Jouw opdracht:
Haal uit de tekst over verkiezing en verwerping letterlijk alles van "De ganse geschiedenis" tot en met "gunst alleen roemt.".

Getoonde tekst:

De leer van de verkiezing en de verwerping
Verkiezing en Israël
Op vele plaatsen in de Heilige Schrift wordt ons van verkiezen Gods gesproken. Denk aan het volk van Israël, dat Gods verkoren volk was, dat Hij uit alle volken Zich tot een bijzonder volk, tot Zijn eigendom gemaakt had. In dit verkiezen Gods mag Israël als volk zich verheugen. Men ziet dit verkiezen Gods openbaar worden in het handelen Gods met Zijn volk. God immers roept Israël uit het land van Egypte, God brengt het door de woestijn naar de berg Sinaï en daar maakt Hij een verbond met het volk en roept het toe, dat het Zijn volk is en Hij de God van Israël. „Ik ben de HEERE, Uw God, Die U uit Egypteland, uit het diensthuis uitgeleid heb."
En als dan het volk gaat vragen naar de reden, waarom God naar het volk van Israël omgezien heeft, dan is het enige antwoord: God heeft het volk vrijwillig liefgehad. Hij heeft het tot Zijn volk willen maken. In deze goddelijke verkiezing is alleen de reden. En die verkiezing is geheel vrij. Niets was er in het volk van Israël, waarom God dit volk juist tot Zijn volk had moeten maken en waarom Hij het zou hebben moeten onderscheiden van andere volken. Daarom is de roem in Gods verkiezing een roem in Gods genade.
Verkiezing en gemeente
De gemeente van het Nieuwe Testament neemt de plaats van het oude volk Israël in. Alles wat over Israël gesproken werd wordt nu op het Nieuw Testamentische Bondsvolk overgedragen. Hiervan spreken de brieven van de Apostelen zeer duidelijk. Enige in dit verband zeer duidelijk sprekende Schriftplaatsen zijn: 1 Petrus 2:9 en Efeze 1:4. Met vele andere Schriftplaatsen zou dit voorts te bevestigen zijn.
De ganse geschiedenis van Israël is een getuigenis van de verkiezende God, terwijl ook in de leiding van de gemeente des Heeren deze openbaring Gods zeer krachtig is.
In de Schrift is deze leer altijd juist daarom zo nadrukkelijk naar voren gekomen om de eer van vrije genade alleen te beklemtonen. Immers is dan alle roem ook uitgesloten als Gods gemeente in vrije gunst alleen roemt.

Gegevensfragmenten:
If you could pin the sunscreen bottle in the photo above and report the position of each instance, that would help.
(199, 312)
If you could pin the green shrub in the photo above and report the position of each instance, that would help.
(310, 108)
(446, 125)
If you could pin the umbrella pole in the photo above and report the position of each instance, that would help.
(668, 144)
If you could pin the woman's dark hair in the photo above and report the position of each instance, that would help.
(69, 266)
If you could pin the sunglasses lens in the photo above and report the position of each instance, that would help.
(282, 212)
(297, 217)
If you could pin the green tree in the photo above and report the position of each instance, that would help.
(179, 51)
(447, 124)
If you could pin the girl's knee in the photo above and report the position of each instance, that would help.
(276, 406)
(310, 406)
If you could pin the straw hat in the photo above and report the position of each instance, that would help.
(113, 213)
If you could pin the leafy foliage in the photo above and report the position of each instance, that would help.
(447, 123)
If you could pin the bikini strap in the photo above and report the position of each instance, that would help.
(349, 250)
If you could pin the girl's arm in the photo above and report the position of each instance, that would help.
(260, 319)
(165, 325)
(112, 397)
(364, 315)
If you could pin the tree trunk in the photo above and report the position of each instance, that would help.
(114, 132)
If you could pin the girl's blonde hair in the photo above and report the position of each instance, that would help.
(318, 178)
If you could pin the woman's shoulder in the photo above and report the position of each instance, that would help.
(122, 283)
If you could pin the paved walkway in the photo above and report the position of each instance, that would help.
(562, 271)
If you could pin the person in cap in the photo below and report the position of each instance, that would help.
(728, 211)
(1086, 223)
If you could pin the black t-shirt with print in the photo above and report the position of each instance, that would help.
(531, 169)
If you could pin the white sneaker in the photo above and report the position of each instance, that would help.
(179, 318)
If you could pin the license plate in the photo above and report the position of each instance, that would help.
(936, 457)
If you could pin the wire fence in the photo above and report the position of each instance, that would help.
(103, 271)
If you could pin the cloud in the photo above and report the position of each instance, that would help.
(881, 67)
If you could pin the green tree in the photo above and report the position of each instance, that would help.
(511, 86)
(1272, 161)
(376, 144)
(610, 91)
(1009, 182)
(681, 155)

Uitwerking opdracht:
De ganse geschiedenis van Israël is een getuigenis van de verkiezende God, terwijl ook in de leiding van de gemeente des Heeren deze openbaring Gods zeer krachtig is.
In de Schrift is deze leer altijd juist daarom zo nadrukkelijk naar voren gekomen om de eer van vrije genade alleen te beklemtonen. Immers is dan alle roem ook uitgesloten als Gods gemeente in vrije gunst alleen roemt.